Author Archive: David Bernstein

THE SOFT BIGOTRY OF LOW EXPECTATIONS: The Shameful Character Assassination of Trayon White. This “shameful character assassination,” mind you, consists of calling out an anti-Semitic member of the D.C. City Council who happens to be African American. There’s certainly an argument for presuming ignorance rather than malice when someone says something as stupid as “the Rothchilds control the weather,” but not based on the race of the speaker.

NEW YORK TIMES CALLS THE TRUTH “FAR-RIGHT CONSPIRACY PROGRAMMING.” Leil Leibovitz in The Tablet:

On Saturday, Nellie Bowles, a technology reporter for The New York Times, wrote a piece about Campbell Brown, the former news anchor recently hired by Facebook to help the social media giant improve its relationship with the news media. One obvious problem is Facebook’s contribution to the dissemination of fake news, which Brown is now fighting. How? Let the Paper of Record tell you all about it.

“Ms. Brown,” wrote Bowles, “wants to use Facebook’s existing Watch product — a service introduced in 2017 as a premium product with more curation that has nonetheless been flooded with far-right conspiracy programming like ‘Palestinians Pay $400 million Pensions For Terrorist Families.’”

* [Given information]

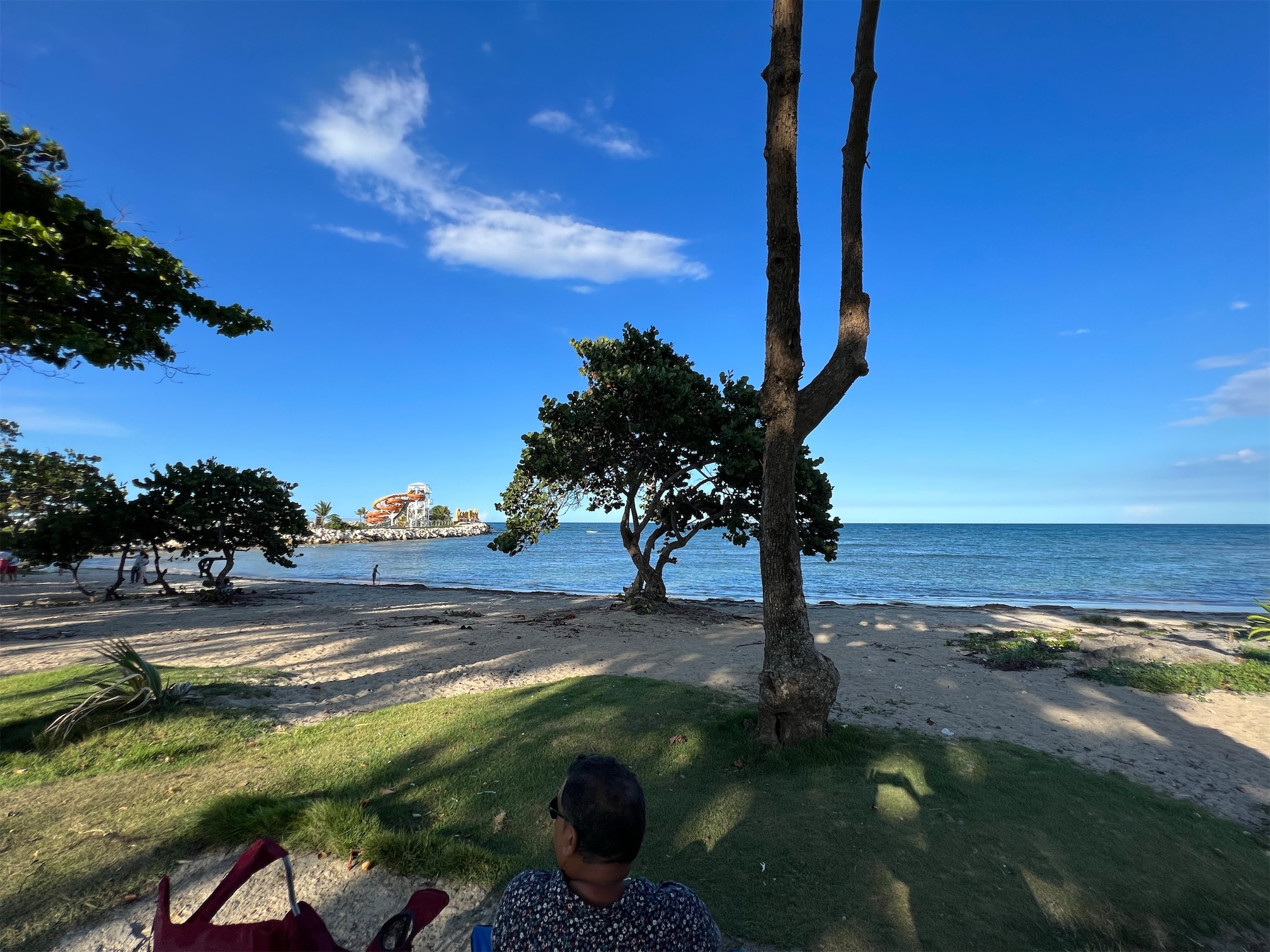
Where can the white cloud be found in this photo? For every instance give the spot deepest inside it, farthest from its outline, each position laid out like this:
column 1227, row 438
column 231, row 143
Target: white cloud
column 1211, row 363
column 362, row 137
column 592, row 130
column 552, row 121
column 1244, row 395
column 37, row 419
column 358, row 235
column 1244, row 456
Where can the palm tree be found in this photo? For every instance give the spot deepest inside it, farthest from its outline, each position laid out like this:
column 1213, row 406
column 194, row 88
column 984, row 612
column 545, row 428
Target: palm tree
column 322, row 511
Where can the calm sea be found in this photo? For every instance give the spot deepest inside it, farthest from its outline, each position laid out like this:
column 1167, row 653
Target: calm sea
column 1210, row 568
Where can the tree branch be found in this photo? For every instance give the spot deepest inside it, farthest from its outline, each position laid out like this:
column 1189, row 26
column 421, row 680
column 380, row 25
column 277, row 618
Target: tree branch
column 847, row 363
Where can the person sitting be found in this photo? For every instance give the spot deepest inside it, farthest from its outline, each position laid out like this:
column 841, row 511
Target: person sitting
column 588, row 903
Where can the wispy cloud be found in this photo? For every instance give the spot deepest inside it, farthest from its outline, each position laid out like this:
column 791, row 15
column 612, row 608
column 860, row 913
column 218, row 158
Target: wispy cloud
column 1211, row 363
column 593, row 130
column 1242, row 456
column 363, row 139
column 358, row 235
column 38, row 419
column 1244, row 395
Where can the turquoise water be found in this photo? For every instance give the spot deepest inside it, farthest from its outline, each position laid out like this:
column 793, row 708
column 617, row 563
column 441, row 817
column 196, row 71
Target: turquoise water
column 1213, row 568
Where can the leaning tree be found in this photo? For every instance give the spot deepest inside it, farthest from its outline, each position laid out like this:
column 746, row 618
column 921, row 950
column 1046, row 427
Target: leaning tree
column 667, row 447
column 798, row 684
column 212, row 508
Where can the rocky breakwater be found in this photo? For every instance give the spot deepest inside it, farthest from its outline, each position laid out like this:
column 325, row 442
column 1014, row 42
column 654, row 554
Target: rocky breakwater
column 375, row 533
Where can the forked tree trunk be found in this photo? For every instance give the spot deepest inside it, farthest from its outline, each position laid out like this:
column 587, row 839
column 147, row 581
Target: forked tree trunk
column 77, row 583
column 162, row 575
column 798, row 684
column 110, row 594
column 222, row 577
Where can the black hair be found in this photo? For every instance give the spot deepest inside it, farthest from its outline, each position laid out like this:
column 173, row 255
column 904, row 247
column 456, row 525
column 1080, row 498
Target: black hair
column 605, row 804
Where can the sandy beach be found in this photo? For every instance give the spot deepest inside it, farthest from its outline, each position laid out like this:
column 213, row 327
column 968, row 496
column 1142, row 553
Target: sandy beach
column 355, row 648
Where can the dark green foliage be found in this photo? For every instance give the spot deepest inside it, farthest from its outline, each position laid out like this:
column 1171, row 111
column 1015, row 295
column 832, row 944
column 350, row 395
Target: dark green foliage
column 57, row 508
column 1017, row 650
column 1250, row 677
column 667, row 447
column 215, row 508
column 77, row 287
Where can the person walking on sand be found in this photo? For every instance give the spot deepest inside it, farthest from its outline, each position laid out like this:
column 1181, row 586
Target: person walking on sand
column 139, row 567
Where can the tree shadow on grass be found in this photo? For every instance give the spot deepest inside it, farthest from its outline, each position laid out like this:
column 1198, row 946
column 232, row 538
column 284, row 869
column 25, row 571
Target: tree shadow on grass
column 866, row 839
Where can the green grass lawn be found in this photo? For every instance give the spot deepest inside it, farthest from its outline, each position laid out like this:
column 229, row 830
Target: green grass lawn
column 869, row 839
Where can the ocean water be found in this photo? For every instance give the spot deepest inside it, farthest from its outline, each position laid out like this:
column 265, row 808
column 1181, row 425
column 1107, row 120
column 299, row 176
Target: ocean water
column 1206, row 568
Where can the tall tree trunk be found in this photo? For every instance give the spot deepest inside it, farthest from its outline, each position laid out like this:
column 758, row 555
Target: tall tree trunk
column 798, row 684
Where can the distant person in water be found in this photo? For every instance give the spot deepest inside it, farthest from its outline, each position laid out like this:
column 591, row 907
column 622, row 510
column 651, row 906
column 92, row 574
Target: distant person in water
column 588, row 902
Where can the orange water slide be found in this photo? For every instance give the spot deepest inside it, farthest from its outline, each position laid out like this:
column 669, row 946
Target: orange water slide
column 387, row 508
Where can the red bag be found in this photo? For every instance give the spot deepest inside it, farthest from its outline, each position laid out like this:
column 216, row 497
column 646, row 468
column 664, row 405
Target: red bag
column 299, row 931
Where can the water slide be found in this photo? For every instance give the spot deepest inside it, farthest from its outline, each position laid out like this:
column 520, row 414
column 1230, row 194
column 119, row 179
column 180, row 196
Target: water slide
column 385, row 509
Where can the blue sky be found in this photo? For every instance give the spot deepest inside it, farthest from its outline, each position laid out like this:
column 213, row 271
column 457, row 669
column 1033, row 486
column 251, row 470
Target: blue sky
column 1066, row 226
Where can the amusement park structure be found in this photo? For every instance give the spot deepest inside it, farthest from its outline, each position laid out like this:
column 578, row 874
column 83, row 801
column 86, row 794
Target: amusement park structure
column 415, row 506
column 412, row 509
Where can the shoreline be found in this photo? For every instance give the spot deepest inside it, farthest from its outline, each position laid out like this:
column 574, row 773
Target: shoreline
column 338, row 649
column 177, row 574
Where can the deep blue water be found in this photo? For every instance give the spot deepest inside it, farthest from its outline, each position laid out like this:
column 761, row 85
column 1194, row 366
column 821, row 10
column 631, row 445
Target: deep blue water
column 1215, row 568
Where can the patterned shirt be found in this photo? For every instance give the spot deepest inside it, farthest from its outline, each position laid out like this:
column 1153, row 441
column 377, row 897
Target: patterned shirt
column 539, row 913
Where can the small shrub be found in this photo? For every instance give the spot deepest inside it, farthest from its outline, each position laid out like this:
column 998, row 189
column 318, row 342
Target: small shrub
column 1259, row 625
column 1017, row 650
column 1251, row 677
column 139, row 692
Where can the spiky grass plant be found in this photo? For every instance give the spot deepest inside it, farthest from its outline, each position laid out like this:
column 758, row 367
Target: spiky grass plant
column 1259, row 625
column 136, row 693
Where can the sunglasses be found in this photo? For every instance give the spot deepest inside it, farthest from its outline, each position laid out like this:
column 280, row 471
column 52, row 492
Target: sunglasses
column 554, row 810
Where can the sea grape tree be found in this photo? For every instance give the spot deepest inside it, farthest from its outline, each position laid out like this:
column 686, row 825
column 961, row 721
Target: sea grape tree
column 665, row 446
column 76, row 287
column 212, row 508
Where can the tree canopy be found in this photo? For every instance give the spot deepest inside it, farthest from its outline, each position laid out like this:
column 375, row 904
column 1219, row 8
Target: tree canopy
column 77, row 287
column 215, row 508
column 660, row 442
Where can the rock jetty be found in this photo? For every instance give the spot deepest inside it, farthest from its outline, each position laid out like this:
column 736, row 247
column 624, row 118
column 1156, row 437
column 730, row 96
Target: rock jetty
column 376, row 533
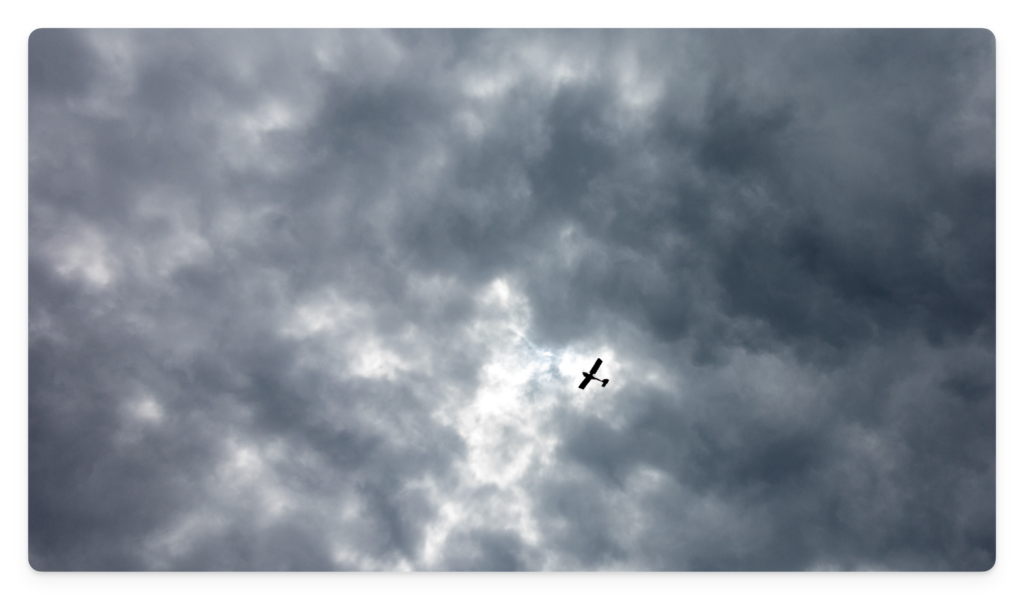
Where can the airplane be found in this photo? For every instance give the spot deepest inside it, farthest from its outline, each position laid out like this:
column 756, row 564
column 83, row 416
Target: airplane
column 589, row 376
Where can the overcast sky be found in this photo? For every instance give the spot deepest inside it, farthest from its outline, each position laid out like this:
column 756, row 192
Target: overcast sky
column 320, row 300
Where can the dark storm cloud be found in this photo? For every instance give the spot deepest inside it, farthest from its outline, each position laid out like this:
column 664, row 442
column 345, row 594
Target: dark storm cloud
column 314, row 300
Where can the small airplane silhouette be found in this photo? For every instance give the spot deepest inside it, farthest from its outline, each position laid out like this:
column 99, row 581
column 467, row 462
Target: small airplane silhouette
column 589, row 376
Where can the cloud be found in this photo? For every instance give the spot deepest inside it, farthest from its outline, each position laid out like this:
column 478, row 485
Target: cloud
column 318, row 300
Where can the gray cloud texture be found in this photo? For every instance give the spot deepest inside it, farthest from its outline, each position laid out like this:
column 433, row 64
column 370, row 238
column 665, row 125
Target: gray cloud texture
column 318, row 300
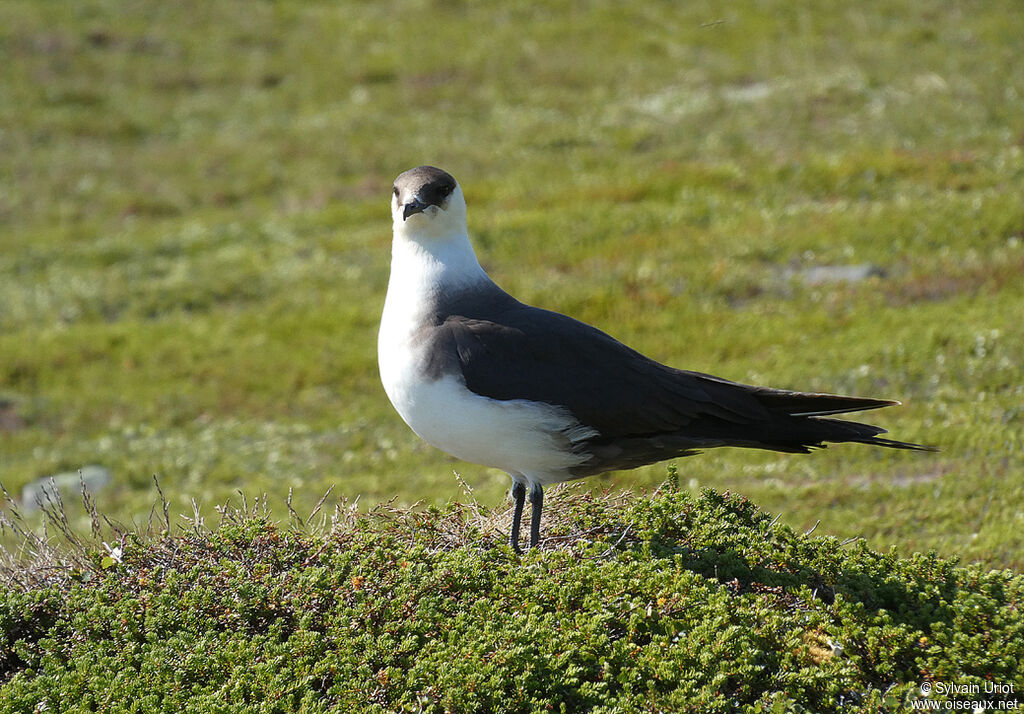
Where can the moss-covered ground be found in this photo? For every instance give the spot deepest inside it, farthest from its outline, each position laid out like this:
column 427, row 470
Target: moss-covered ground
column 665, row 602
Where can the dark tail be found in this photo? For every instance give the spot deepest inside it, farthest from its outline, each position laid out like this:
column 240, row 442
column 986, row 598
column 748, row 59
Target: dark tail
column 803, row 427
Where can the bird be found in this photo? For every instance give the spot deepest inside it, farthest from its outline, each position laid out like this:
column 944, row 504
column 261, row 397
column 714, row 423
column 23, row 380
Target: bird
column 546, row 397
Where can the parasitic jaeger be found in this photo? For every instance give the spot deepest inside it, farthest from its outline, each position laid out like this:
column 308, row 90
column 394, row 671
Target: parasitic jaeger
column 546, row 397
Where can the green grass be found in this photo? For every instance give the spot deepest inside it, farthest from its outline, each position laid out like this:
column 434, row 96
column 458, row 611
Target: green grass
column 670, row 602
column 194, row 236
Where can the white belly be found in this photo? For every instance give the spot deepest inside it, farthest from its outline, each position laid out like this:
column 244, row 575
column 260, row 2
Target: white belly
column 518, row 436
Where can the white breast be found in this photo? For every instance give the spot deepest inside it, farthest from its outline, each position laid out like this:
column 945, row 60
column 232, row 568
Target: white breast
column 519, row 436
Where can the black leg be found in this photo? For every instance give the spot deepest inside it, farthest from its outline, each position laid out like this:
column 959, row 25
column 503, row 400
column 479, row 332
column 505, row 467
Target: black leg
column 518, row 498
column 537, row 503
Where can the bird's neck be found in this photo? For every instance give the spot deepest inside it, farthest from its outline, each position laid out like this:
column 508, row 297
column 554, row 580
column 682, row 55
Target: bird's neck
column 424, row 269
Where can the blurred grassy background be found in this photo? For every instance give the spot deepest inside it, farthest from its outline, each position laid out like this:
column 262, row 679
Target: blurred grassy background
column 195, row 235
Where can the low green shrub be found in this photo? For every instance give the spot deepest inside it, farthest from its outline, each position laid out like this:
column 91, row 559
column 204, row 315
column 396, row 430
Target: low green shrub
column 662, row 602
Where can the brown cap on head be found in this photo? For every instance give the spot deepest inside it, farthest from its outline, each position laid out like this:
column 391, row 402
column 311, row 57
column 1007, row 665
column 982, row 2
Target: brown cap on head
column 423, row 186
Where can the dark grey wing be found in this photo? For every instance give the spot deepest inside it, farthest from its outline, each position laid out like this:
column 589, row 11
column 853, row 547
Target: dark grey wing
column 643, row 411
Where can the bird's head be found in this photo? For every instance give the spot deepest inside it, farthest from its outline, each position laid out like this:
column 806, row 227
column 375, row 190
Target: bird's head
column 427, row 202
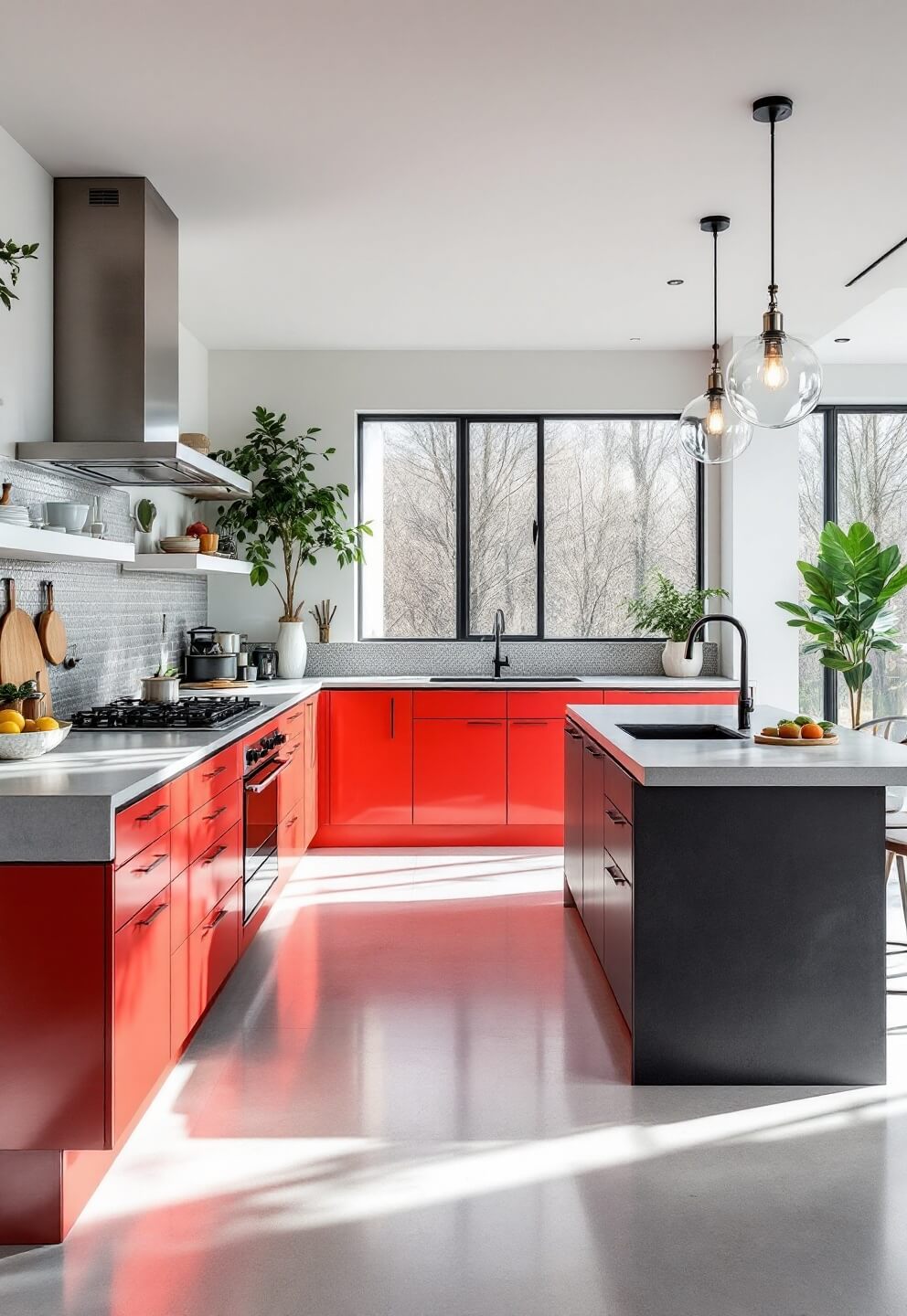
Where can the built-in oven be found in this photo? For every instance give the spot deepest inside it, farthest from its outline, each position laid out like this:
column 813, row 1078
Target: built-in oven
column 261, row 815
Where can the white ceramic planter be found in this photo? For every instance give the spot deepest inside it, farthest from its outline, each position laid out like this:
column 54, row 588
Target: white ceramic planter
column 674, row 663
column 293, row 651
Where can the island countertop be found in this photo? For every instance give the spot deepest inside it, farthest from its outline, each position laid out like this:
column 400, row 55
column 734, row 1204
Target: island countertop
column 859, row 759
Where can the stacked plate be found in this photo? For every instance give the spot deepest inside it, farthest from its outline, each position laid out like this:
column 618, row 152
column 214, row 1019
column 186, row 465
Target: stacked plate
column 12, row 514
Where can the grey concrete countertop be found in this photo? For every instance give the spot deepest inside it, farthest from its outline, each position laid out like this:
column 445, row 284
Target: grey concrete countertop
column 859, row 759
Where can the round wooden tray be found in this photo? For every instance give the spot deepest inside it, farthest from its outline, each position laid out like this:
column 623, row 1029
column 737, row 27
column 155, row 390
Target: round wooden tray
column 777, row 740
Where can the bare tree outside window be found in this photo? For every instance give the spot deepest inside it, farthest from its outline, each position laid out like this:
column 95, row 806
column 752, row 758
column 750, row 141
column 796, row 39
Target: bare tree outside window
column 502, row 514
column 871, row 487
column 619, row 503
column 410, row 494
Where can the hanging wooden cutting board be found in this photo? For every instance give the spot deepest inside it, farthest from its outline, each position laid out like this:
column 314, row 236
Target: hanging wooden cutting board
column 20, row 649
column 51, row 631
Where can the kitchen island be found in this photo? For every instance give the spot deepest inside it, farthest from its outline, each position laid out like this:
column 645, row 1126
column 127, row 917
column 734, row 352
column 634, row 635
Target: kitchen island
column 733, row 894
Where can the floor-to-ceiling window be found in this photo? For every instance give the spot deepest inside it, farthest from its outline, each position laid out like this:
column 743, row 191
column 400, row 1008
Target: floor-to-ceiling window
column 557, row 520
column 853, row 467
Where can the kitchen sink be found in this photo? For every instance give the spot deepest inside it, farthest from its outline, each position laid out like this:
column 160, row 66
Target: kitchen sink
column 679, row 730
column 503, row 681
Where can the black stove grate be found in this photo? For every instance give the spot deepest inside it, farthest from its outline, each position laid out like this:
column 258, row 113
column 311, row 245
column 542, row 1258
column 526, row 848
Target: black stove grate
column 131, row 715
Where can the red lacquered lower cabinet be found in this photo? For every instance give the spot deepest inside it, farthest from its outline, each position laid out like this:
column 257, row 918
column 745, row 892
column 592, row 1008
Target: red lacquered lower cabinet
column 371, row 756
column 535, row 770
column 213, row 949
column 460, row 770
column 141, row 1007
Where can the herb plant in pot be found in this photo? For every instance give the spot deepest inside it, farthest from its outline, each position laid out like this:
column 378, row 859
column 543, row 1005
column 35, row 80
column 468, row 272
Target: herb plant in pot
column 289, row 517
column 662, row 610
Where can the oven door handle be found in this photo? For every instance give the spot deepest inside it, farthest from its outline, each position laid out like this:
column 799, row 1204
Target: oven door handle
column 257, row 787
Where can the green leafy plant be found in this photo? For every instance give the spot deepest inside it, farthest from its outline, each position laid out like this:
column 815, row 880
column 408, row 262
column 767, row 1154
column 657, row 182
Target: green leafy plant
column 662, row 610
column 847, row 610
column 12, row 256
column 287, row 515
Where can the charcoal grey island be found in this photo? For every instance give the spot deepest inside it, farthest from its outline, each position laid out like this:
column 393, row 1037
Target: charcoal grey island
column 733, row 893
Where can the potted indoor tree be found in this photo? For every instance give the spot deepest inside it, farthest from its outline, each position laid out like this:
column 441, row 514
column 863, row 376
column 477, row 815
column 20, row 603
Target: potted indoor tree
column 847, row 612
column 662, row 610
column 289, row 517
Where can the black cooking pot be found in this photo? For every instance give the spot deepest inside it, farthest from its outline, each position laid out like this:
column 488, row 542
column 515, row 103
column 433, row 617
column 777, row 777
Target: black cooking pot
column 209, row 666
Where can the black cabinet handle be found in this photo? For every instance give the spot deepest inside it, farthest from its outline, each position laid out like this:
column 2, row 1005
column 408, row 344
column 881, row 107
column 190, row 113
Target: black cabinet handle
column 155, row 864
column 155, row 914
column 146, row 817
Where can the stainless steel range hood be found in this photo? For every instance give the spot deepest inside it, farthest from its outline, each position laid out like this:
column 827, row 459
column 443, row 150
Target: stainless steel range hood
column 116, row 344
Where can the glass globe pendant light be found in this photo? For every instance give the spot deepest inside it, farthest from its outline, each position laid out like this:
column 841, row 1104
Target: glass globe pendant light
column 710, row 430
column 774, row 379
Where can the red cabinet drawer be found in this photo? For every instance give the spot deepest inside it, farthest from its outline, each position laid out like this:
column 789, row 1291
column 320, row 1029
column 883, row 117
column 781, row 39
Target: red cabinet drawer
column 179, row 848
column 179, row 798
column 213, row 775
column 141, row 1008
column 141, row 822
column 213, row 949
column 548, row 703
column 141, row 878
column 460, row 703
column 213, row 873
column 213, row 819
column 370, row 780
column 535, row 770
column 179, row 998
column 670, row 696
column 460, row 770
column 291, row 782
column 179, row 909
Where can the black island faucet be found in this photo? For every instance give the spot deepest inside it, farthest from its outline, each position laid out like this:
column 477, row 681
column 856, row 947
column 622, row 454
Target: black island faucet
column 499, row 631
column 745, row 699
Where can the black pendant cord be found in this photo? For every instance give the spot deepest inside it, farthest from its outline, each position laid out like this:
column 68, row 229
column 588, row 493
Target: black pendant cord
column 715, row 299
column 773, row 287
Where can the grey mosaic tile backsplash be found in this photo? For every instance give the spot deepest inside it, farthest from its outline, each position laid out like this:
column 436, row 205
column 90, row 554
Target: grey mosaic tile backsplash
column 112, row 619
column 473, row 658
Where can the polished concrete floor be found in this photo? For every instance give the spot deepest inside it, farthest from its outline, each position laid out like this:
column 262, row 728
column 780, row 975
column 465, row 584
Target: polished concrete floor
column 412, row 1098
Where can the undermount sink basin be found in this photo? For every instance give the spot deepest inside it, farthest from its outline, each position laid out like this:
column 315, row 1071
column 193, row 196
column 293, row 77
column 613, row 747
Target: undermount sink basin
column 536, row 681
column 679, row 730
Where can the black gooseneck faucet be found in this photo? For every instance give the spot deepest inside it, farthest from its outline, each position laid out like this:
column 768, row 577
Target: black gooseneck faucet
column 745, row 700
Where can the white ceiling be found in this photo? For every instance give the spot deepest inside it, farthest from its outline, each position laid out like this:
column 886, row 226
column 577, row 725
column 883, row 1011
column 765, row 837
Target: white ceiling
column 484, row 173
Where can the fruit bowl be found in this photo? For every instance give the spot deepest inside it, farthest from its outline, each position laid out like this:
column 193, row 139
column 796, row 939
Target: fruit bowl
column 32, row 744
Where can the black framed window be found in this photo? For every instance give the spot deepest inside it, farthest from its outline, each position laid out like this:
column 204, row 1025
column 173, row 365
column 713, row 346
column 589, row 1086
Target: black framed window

* [Challenge] Write the next part of the David Bernstein author archive above, starting after its last sentence, the quotation from the Times piece on Campbell Brown.

* [Result of this task]
As those of us who are in the reality based community know, the Palestinian Authority’s financial support of terrorists and their families is very, very far from a conspiracy, far-right or otherwise. Reading Bowles’s report, for example, Lahav Harkov, the Knesset reporter for The Jerusalem Post, took to Twitter to share some of her meticulous reporting on the Palestinian pay-for-slay program with Bowles: Read the real news, and you’ll learn that, in 2017, the PA doled out more than $347 million to families of terrorists who had murdered Jews, increasing the amount to $403 million this year.

REVISITING 2016 MEDIA BIAS: With the elite media increasingly suggesting that they were too harsh on Clinton and not hostile enough to Trump in 2016, it’s perhaps time to revisit just how biased elite media outlets were in 2016. Consider, for example, this NPR interview with the executive editor of the New York Times, Dean Baquet. Baquet explains why the newspaper decided to use the word “lie” when referring to what seems like ordinary campaign obfuscation: “I think the moment for me was the birther story, where he has repeated for years his belief that President Obama was not born in the United States.” This, for some reason, justifies using the word “lie” more generally with regard to Trump and his campaign, but not with regard to any false statements by Clinton: “I don’t think Hillary Clinton, to be honest, has crossed the line the way Donald Trump did with the birther issue.” Thus, in NewYorkTimesworld Clinton merely obfuscates and exaggerates, while Trump lies. You can’t make this stuff up.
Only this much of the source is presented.